### TEXT TO READ
begin

Some of the areas these accountants can help with include:
- Tax efficient ownership structures
- Repatriation of profits
- Withholding taxes and tax clearances
- Double taxation relief
- Controlled Foreign Companies planning
- Managing enquiries from local and UK tax authorities
- International payments & foreign exchange
- Overseas workers Tax support
- Worldwide VAT (VAT registrations, Cashflow Implications of VAT, VAT repayments)
- Acting as an Overseas subsidiaries
- Strategical advice
It is possible to use a UK based Accountancy as many have connection with overseas Accountancy or are multinational with offices worldwide.
Before you fulfil an order, think about what happens if a buyer does not pay.
You should:
- research the country to see what legal recourse you have
- consider a payment method that offers more security like a letter of credit
- consider getting insurance to cover the risk of non-payment (credit insurance)
Credit insurance explained
What is credit insurance
Trade credit insurance is an insurance policy and a risk management product offered by private insurance companies. Exporters can take advantage of an insurance policy to protect themselves from the non-payment, insolvency, or bankruptcy of their customers.
A policy can also include an element of political risk insurance which insures against the risk of non-payment by overseas buyers due to issues brought about by or as a result of foreign governments, such as political unrest, changes in the law, nationalisation, inflation and currency issues.
How credit insurance works
In order to arrive at a proposal for your business, a credit insurer will review your existing sales and customer base. Based on an evaluation of this, they will propose credit limits which they can insure. These are usually either client or country limits, and your business will be covered to the extent of these limits over a given time period.
Trade credit insurance usually covers an exporter’s total order book and not just individual one-off accounts. The insurance premium rate reflects the average credit risk of the exporter’s order book of customers and will usually be a percentage of the credit limits covered, typically around 1 – 2%.
Typically, the policy will pay out a percentage of the value of your outstanding invoices over a given term (e.g. 12 months). If you make a claim, the policy will only pay out a given percentage of the outstanding debt owed. This figure can vary significantly but will typically be in the range of 75 – 95%.
As a business, you will need to consider the cost of the insurance versus the risk of non-payment by clients.
Trade Credit can be obtained from UK Export Finance (www.gov.uk/government/organisations/uk-export-finance) or from most Insurance companies.
Finance & other Funding Providers
For many businesses, the first port of call when seeking business financing will be their bank. One reason for that is the guidance that banks will be able to give. Because of the knowledge they’re likely to have about you and your business, they can help to quickly identify the most appropriate sources of funding. Of course, banks themselves have a range of options available. These include
- Unsecured business loans: A straightforward way of borrowing money, with fixed repayments (including interest) over a set period of time. Loans are most suitable for medium to long-term plans.

end

### TASK STATEMENT
Please continue the export finance guide from where it stops, adding the next few bank funding options.

### GIVEN ENTRIES
begin

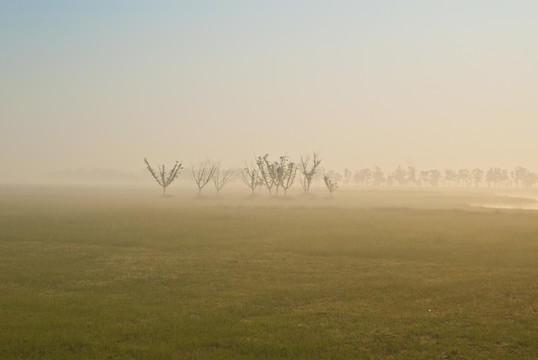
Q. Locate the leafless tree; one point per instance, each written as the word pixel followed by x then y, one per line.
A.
pixel 222 177
pixel 287 171
pixel 164 178
pixel 251 177
pixel 331 185
pixel 202 174
pixel 308 170
pixel 267 172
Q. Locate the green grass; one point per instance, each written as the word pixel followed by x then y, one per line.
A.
pixel 104 277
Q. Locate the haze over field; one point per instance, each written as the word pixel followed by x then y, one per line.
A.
pixel 102 84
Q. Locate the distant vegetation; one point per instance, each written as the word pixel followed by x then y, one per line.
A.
pixel 278 176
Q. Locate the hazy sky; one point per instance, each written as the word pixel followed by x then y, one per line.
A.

end

### THE RESPONSE
- Secured business loans: As well as unsecured borrowing, you can also use a range of your company’s assets, including property, inventory or equipment, as security for a loan. This can be an effective way of raising cash for working capital or investment. The amount you could borrow will depend on the value of the asset. Secured loans will usually offer a lower rate of interest than unsecured borrowing, while unsecured loans allow you to borrow without placing assets at risk of repossession.
- Overdrafts: These are more suitable for day-to-day requirements rather than for fueling the growth ambitions of established companies. They can be useful in helping to provide financial support when your business needs it most.
- Business credit cards: These are most effective when used in a similar way to overdrafts and are best suited to day-to-day needs. They can provide a lifeline when waiting to harvest the fruits of your business investments.
- Invoice finance: Invoice finance gives you the power to unlock cash tied up in your outstanding invoices and can provide an ongoing solution that grows with your business. It’s ideal if you have long payment terms, or if your business is growing and you’re looking for money to help you seize new opportunities.
- Asset finance: This helps you to fund the purchase of an asset. It allows you to spread the cost through regular repayments and means you don’t have to use valuable working capital to pay a lump sum up front. Asset Finance can be a good way to preserve capital and generate an income from an asset while you’re paying for it.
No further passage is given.